#### About this task
Word for word, set down the lines from the one that holds "the photo below." through the final line of the listing below, and exclude every picture.

####

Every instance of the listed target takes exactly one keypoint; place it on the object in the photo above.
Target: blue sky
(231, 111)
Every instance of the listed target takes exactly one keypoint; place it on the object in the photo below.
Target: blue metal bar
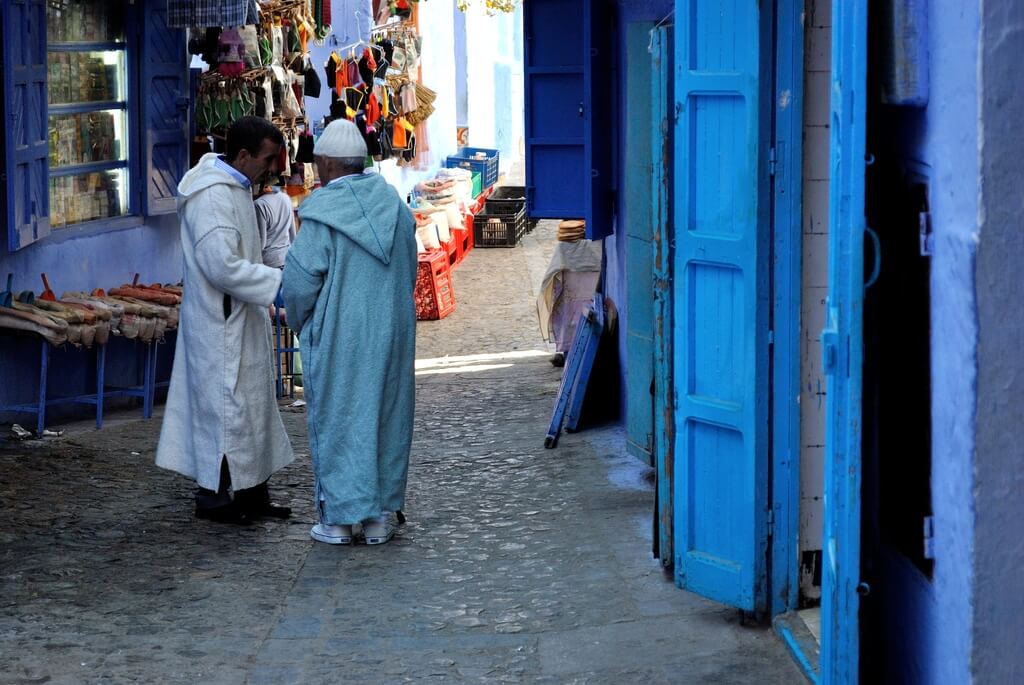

####

#### Answer below
Every instance of the listed target takes exactly one keypoint; place it on the object in the photo below.
Target: blue metal bar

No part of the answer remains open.